(Supplied text):

Mindfulness and Food - I Am BCU Research Series

I Am BCU Research Series - Food and mindfulness 350x263 - Woman looking at a salad

One of the main aspects of health and well-being is our relationship with food. Below, Dr Helen Egan discusses how she, and her fellow academics in Psychology, are delving deeper into this relationship.

The way we relate to food foretells problems with a host of health conditions including obesity, eating disorders, diabetes and heart disease. Although our environment may contribute to unhealthy eating behaviours, and one focus of our undergraduate students work has been on the influence of ‘All you can eat’ restaurants on eating behaviours which was published this year, much research has focused on emotional eating and stress-induced eating.

To improve our relationship with food, myself and Dr Michael Mantzios have developed and improved several interventions that could be used in our daily lives. One of those innovative interventions is the mindful construal diary.

The mindful construal diary was created by Dr Michael Mantzios as a substitute to mindfulness meditation. Past research identified that mindfulness meditation assists people with healthier eating; however, it is not a secret that many people do not want to meditate, or find it difficult to meditate.

Our most recent published research, which was conducted by one of our undergraduate students  at the time (currently a PhD student, Ms Misba Hussein), investigated whether considering the questions within the diary mentally (instead of writing in the diary) would positively influence people who were eating their meal.

Results indicated that participants were less anxious and more mindful as a result of using the diary, which explained why using the diary assisted people in losing and maintaining weight. This research is currently followed up by another PhD student (Ms Henna Bahia), and two undergraduates, participants include students and obesity and bariatric patients in the NHS. We know from clinical evidence that people with cystic fibrosis frequently have difficulty with food and eating which contributes to poorer lung function. This diary is one of several interventions that have been adopted by our NHS partners to improve their relationship with food and eating.

(Extracted data):

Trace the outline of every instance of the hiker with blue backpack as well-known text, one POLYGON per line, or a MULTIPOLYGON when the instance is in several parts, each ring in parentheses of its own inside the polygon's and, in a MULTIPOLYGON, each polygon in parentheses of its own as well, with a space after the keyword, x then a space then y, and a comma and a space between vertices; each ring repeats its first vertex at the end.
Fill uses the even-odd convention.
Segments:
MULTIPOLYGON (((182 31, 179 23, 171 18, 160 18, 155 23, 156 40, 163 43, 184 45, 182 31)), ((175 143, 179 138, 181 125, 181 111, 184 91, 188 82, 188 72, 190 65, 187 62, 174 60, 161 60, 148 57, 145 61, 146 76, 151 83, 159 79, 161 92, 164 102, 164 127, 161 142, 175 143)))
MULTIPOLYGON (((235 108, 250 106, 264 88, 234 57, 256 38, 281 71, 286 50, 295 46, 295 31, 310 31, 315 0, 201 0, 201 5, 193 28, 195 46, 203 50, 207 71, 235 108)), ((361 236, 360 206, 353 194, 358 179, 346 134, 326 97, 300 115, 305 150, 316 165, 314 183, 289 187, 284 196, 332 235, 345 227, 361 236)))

(Questions):
1. From the mindfulness and food article above, reproduce word for word the stretch from "Mindfulness and Food" through "and stress-induced eating.".
2. List every person the mindfulness and food article names.
3. Answer these questions from the mindfulness and food article:
(a) Who created the mindful construal diary?
(b) Which PhD student is following up the most recent published research?
(c) What does difficulty with food and eating contribute to in people with cystic fibrosis?

(Exercise solutions):
1.
Mindfulness and Food - I Am BCU Research Series

I Am BCU Research Series - Food and mindfulness 350x263 - Woman looking at a salad

One of the main aspects of health and well-being is our relationship with food. Below, Dr Helen Egan discusses how she, and her fellow academics in Psychology, are delving deeper into this relationship.

The way we relate to food foretells problems with a host of health conditions including obesity, eating disorders, diabetes and heart disease. Although our environment may contribute to unhealthy eating behaviours, and one focus of our undergraduate students work has been on the influence of ‘All you can eat’ restaurants on eating behaviours which was published this year, much research has focused on emotional eating and stress-induced eating.

2.
Dr Helen Egan
Dr Michael Mantzios
Ms Misba Hussein
Ms Henna Bahia

3.
(a) Dr Michael Mantzios
(b) Ms Henna Bahia
(c) Poorer lung function